Please reproduce the passage from the Oil Pull tractor thread word for word, starting at "Hi does anyone" and ending at "in my post.".

ARTICLE —
□ □ □

# Oil Pull tractor



## rutzen (Jul 5, 2020)

Hi does anyone Know where I could get a drawing [general arrangement] of a Rumeley Oil pull tractor.  I am thinking of making a model using a Hit and miss engine.  Thanks.


----------



## johnmcc69 (Jul 6, 2020)

Well...I kind of started designing this...http://www.modelenginemaker.com/index.php/topic,9186.msg203838.html#msg203838

The only plans I could find for anything similar were Rudy's as mentioned in my post.

John


----------



## rutzen (Jul 7, 2020)

Thank you John,  are there any dimensions on those?  Which were Rudy's plans you mention?


----------



## johnmcc69 (Jul 7, 2020)

The plans "A Stirling-Powered Tractor" were published in "The shop wisdom of Rudy Kouhoupt" volume 3. Rudy mentions it is "About 1/12 Scale".
Some dimensions To give you an idea...
Frame rails 13-1/8" lg.
Rear wheel ( rims) 4-11/16 Dia. X 1-1/8 wd.
Front wheel (rims) 3-1/16 Dia. X 9/16 wd.
It can be operated to disengage the drive wheels with a lever.

□ □ □

Items for identifying locations:

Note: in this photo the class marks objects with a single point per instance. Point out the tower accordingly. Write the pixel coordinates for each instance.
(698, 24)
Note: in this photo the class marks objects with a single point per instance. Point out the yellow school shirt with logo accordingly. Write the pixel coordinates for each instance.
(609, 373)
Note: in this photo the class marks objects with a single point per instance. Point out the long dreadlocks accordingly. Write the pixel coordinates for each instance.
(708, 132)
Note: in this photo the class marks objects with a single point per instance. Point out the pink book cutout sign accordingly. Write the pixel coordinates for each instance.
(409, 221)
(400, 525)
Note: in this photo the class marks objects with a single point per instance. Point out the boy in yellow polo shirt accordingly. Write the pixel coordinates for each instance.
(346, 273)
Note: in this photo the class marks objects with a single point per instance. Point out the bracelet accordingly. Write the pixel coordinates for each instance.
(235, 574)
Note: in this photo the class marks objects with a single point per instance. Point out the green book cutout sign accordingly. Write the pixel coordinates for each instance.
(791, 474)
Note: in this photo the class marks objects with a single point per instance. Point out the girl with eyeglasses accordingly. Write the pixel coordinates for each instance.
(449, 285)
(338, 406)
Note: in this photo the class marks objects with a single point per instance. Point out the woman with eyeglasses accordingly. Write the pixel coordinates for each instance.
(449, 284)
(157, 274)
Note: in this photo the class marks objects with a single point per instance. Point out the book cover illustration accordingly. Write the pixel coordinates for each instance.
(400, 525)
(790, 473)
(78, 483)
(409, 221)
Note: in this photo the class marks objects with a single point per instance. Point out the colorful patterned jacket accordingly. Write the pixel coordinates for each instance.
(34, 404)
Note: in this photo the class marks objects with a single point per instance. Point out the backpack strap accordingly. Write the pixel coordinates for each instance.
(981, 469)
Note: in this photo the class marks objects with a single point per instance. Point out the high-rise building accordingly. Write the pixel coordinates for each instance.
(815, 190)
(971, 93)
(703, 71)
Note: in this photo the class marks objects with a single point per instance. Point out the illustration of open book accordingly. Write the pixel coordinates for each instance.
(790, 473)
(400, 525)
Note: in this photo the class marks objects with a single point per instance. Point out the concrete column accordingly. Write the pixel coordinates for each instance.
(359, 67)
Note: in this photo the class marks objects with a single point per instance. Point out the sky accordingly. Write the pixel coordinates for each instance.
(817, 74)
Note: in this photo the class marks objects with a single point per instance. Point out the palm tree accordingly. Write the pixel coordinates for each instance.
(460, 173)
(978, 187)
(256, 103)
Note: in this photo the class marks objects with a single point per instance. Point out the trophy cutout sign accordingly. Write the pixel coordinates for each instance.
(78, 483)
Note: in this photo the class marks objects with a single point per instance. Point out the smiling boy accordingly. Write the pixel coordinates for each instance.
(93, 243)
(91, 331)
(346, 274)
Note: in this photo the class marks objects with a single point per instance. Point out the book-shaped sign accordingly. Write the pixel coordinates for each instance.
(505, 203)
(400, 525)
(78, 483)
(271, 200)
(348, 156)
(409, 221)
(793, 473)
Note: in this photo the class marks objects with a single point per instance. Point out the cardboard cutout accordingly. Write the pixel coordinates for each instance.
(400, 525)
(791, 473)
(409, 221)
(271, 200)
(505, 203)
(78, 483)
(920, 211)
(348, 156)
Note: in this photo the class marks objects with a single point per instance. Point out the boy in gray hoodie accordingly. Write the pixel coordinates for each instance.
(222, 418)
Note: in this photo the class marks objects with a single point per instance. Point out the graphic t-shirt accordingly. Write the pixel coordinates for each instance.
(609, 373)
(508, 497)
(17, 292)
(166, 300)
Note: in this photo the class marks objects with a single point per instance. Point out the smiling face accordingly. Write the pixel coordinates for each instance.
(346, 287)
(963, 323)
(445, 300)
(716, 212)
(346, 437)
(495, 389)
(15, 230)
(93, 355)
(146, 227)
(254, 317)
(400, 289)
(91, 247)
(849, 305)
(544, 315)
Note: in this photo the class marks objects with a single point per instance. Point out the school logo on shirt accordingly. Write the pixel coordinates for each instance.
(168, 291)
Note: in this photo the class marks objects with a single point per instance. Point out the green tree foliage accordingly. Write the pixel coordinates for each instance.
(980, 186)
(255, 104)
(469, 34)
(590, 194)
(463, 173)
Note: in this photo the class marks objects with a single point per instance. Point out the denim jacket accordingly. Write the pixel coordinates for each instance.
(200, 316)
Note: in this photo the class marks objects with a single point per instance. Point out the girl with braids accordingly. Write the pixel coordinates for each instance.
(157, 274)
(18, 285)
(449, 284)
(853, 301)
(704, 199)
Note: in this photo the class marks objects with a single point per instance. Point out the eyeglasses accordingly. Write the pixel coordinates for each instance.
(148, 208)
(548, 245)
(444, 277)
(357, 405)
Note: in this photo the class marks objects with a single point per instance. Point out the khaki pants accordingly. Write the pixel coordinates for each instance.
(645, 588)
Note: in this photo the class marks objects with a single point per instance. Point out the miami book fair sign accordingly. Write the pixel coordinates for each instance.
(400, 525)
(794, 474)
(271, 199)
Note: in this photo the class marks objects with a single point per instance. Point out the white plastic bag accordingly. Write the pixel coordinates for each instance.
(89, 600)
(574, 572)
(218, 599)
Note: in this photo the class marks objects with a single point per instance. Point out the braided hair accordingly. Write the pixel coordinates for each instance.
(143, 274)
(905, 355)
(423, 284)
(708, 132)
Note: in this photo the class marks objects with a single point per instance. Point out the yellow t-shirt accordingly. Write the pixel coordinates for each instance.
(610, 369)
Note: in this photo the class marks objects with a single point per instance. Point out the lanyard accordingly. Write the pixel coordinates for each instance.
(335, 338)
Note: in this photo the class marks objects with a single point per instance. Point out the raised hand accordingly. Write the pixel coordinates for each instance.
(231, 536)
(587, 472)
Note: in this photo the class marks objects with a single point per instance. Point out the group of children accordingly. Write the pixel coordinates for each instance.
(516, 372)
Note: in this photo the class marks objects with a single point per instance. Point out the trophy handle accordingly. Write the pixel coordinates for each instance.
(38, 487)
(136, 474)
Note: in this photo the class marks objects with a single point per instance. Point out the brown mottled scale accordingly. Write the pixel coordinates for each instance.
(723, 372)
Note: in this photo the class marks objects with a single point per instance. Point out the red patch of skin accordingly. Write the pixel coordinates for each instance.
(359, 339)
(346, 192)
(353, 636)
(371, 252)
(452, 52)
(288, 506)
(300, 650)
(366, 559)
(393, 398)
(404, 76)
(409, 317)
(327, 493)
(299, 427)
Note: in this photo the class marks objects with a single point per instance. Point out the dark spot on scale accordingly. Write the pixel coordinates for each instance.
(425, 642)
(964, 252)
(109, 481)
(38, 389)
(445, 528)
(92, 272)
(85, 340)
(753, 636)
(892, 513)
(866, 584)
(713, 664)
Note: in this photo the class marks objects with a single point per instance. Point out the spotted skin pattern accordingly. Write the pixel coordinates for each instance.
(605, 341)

□ □ □

ANSWER TO THE EXERCISE —
Hi does anyone Know where I could get a drawing [general arrangement] of a Rumeley Oil pull tractor.  I am thinking of making a model using a Hit and miss engine.  Thanks.


----------



## johnmcc69 (Jul 6, 2020)

Well...I kind of started designing this...http://www.modelenginemaker.com/index.php/topic,9186.msg203838.html#msg203838

The only plans I could find for anything similar were Rudy's as mentioned in my post.